DATA EXTRACT:
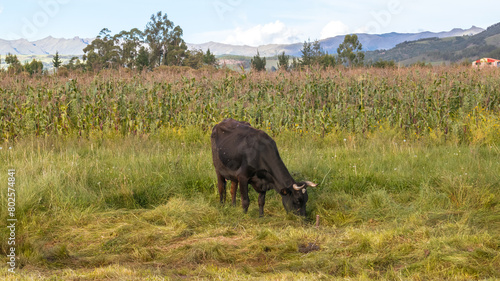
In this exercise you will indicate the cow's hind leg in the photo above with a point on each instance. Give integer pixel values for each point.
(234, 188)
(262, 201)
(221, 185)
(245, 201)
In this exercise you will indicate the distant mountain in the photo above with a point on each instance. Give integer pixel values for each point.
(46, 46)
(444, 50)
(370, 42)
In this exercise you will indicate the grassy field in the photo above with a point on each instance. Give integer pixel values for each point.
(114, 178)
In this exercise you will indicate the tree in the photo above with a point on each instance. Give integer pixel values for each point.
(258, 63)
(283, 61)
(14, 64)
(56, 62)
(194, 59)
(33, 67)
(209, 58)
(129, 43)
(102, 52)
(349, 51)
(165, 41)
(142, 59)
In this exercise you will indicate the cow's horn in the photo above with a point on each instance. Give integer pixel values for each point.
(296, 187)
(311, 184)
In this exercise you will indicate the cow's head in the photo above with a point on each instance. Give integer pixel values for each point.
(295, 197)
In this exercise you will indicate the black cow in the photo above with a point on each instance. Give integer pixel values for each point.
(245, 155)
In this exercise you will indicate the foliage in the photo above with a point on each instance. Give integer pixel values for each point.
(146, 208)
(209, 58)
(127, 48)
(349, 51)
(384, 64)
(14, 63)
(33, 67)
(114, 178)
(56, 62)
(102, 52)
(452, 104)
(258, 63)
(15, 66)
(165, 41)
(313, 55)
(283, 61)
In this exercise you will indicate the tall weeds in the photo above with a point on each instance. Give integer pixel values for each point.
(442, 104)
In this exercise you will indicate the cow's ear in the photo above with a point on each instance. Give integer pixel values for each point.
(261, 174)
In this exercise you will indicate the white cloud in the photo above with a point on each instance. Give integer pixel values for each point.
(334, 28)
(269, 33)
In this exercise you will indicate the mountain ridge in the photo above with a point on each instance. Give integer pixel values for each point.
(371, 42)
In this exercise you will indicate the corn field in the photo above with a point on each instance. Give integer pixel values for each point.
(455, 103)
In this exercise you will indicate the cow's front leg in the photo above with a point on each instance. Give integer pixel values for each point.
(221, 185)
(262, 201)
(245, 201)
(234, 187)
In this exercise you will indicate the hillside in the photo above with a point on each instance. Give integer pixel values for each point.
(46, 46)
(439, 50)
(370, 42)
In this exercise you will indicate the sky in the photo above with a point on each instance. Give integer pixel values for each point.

...

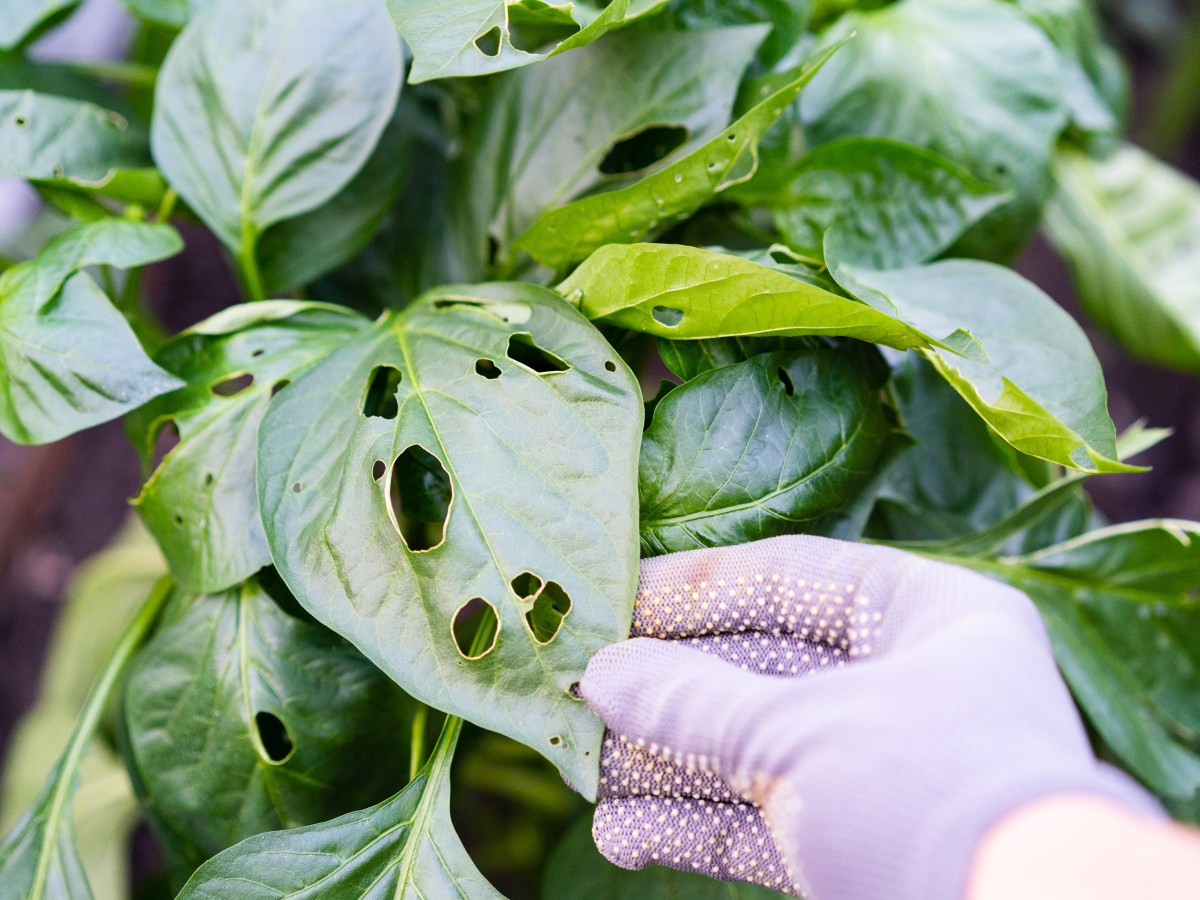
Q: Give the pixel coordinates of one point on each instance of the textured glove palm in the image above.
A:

THE EXERCISE: How many lines in the records contain the string "mountain"? Reply with the number alone.

COMPLETE OUTPUT: 2